● Source passage:
--------
I got it to work, I lowered the buffer size just a little, and now it works as auv3. The samples in claustrophobic piano are huge, so it’s many not strange it became a problem
The M1 drives easy the max amount of Pure pianos (i think 4) simultaneously
Had a setback with claustrophobic on M1 too. Reducing the buffer will do the trick tho
i bought instruments for ios. i’d like to play them on my desktop in ableton.
how can i get my cups and the rest on desktop without paying a second time ?
Anyone able to get DS to work on any of the iPad OS 15 Betas? On my 2018 12.9 iPadPro it doesn’t work stand alone and crashes immediately, but it will load as an AUV3 in my daws; the problem is i can’t download any of the instruments.
On my iPhone XR with same Beta DS works fully and can download left and right.
I was trying to contact the dev, but couldn’t find info. I thought there was a DS site and forum but could not find it a second time around.
--------
● Written task A: From the forum thread above, extract the passage between "Anyone able to" and "of the instruments.", inclusive, reproducing it word for word.
--------
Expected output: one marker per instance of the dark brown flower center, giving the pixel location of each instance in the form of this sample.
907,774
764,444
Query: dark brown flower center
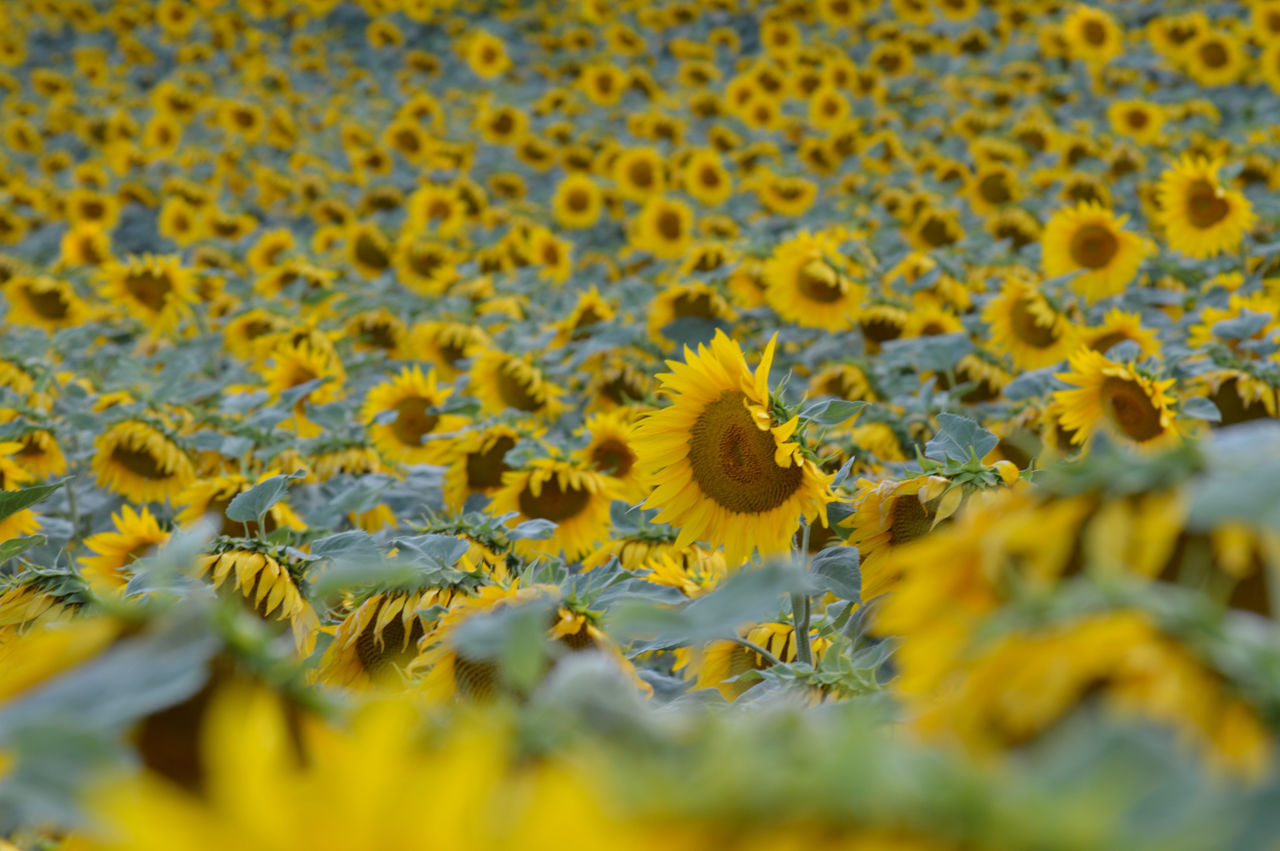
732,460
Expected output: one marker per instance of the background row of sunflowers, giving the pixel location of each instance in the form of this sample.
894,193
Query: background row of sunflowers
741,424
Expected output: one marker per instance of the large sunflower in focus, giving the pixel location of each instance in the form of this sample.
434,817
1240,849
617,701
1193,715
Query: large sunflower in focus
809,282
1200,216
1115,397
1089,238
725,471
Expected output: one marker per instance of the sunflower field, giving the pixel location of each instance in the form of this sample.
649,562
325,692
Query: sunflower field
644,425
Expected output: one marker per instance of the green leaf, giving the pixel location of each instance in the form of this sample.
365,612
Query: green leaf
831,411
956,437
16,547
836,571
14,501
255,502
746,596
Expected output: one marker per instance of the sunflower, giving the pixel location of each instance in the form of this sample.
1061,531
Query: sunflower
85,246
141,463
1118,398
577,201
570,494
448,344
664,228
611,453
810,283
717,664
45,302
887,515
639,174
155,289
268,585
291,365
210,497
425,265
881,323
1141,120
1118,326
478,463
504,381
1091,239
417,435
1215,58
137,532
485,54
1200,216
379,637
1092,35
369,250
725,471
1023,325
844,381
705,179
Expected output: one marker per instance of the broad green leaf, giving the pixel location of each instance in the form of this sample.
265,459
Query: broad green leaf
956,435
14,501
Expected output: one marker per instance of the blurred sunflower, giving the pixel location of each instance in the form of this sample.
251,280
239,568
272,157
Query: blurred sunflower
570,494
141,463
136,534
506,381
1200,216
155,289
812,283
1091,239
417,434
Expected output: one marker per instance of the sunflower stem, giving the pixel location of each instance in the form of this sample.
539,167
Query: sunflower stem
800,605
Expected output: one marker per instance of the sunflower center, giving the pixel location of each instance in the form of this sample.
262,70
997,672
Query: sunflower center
--------
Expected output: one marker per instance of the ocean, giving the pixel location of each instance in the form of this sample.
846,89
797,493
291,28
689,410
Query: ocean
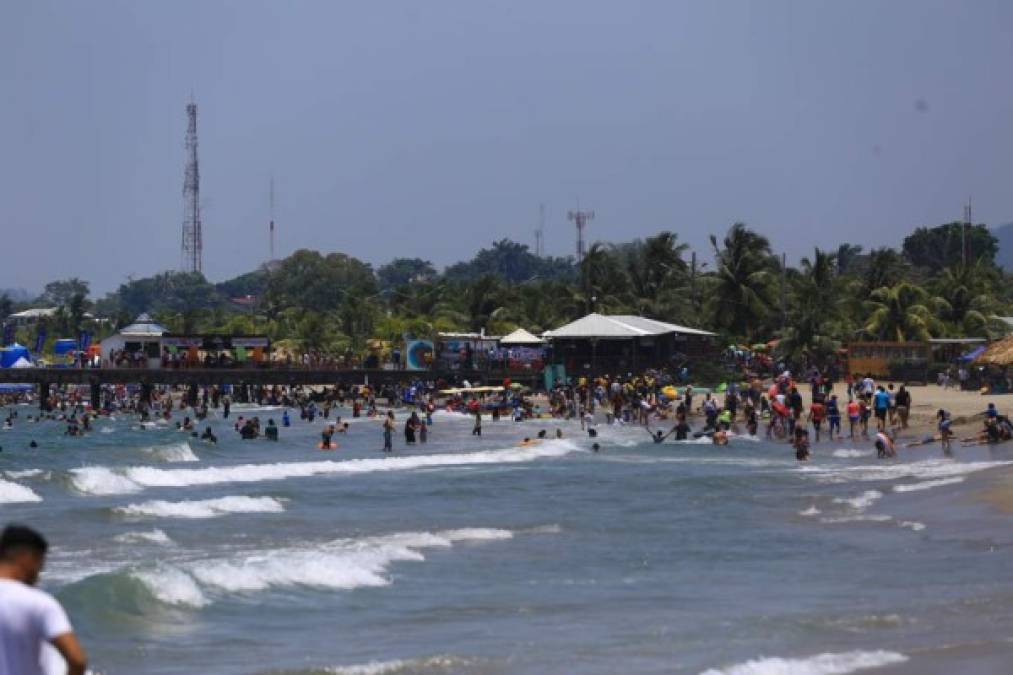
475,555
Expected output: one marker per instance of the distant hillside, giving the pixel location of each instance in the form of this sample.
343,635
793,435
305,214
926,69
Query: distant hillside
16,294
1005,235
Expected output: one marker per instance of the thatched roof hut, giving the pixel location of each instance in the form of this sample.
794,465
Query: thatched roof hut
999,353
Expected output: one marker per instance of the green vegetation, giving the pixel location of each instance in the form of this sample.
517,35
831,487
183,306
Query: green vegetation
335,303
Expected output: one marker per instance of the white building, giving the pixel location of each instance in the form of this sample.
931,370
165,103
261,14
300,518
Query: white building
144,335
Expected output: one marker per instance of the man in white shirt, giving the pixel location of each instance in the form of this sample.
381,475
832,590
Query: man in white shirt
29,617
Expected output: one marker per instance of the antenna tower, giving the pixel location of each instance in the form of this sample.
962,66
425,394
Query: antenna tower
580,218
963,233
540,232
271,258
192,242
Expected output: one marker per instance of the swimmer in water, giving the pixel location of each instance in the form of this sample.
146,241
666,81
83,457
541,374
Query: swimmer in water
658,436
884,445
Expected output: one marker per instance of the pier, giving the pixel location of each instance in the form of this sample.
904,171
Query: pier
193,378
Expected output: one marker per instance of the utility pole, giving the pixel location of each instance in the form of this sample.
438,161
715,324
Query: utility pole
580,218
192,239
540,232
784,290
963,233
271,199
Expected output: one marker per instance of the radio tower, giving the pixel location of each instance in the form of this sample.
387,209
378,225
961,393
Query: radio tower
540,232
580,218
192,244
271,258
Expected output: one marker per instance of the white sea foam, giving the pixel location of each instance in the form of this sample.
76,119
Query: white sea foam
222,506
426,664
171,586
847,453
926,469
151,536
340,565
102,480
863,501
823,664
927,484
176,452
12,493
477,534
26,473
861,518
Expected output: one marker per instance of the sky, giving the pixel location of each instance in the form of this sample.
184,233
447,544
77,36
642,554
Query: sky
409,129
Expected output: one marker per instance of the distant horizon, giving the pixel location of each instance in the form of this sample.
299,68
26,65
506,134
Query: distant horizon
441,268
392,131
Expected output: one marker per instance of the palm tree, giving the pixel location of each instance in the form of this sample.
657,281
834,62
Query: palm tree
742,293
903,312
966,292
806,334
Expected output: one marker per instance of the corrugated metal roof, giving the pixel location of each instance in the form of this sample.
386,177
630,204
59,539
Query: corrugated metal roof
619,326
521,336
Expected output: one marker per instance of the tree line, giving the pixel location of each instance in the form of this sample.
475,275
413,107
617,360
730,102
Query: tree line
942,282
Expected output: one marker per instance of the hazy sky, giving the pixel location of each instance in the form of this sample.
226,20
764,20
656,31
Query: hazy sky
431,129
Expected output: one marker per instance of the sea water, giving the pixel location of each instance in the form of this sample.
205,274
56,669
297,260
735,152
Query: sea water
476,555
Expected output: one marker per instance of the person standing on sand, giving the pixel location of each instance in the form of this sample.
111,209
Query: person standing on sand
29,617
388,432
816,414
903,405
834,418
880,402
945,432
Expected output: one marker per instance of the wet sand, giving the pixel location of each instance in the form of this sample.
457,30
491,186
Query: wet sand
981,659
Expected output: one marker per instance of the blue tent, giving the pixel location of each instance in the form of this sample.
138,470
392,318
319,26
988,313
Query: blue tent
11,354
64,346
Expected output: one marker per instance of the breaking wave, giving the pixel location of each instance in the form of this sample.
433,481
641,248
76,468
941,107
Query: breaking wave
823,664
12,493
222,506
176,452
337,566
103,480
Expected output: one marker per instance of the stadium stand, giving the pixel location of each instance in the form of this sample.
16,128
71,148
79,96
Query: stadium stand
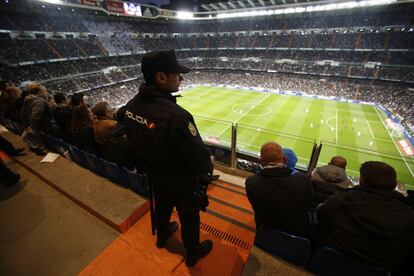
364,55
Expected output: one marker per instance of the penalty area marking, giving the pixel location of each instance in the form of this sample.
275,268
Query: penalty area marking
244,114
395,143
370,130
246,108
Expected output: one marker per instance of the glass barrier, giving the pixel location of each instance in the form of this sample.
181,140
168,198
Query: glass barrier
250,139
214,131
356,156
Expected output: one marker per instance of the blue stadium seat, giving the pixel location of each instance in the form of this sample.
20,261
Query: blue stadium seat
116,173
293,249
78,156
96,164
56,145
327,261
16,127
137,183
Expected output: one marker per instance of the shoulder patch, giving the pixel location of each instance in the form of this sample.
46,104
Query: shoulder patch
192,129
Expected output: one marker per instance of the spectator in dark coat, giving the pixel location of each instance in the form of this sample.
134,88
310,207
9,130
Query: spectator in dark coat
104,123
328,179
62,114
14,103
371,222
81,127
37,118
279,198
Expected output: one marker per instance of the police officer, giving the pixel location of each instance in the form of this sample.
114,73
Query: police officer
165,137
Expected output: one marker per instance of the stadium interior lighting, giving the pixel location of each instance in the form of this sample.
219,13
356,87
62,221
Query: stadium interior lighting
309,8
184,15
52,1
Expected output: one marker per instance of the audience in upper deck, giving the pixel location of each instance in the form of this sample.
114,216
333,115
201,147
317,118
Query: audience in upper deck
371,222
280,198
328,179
--------
● Written task B: Copy the records between the lines holding "Expected output: one marker per instance of the broad" and "Query: sunflower center", inclusive, and give only those lines.

● Worked solution A:
Anyone able to get DS to work on any of the iPad OS 15 Betas? On my 2018 12.9 iPadPro it doesn’t work stand alone and crashes immediately, but it will load as an AUV3 in my daws; the problem is i can’t download any of the instruments.

● Worked solution B:
Expected output: one marker per instance of the broad green leaf, giving the pixel location of each instance in the form of this sample.
265,459
Query: broad green leaf
956,435
14,501
Expected output: one marker per instance of the blurred sunflower, giving the pixel location of each instance in the form of this sample.
251,280
239,568
272,157
Query: blurred sunflower
570,494
141,463
136,534
506,381
1200,216
155,289
812,283
1091,239
417,434
Expected output: one marker per instance of the sunflower stem, giving the pixel location of each instance in the form of this sample.
539,167
Query: sunflower stem
800,605
Expected output: one marker per instance of the sunflower center, giving the pixel location of each instance in the form of this sample.
262,70
997,672
Query: sunflower center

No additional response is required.